Exercise description: Read the data, and whenever a line holds the word "Target", report that line.

Point localization data:
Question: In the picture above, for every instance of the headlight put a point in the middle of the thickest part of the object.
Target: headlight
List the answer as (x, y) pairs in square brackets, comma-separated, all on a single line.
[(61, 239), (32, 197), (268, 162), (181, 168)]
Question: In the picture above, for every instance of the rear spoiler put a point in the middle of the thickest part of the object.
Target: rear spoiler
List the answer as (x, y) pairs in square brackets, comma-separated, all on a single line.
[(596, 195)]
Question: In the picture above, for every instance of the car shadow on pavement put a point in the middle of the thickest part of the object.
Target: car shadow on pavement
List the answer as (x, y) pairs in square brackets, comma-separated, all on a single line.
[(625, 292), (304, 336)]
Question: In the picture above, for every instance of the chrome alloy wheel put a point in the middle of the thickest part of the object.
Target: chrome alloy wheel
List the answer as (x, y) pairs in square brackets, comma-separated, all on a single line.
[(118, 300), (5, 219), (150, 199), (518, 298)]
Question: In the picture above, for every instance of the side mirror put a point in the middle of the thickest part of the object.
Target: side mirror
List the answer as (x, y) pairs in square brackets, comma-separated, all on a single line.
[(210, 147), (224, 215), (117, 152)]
...
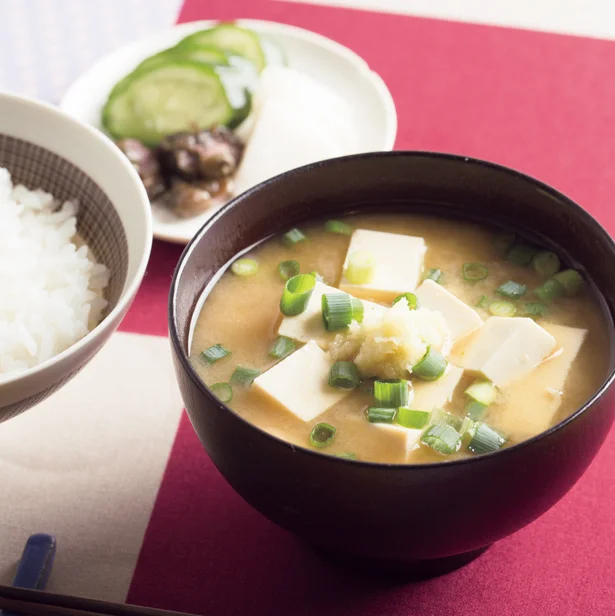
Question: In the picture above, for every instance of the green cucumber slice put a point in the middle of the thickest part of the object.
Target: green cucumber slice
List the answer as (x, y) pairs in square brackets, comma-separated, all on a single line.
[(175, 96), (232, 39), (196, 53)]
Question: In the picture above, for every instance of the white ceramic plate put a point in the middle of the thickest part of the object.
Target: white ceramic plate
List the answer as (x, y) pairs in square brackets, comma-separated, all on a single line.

Exercise answer:
Target: headlight
Target: rear spoiler
Target: car shadow on pavement
Target: chrome alloy wheel
Target: side mirror
Target: green cucumber slice
Target: white ceramic plate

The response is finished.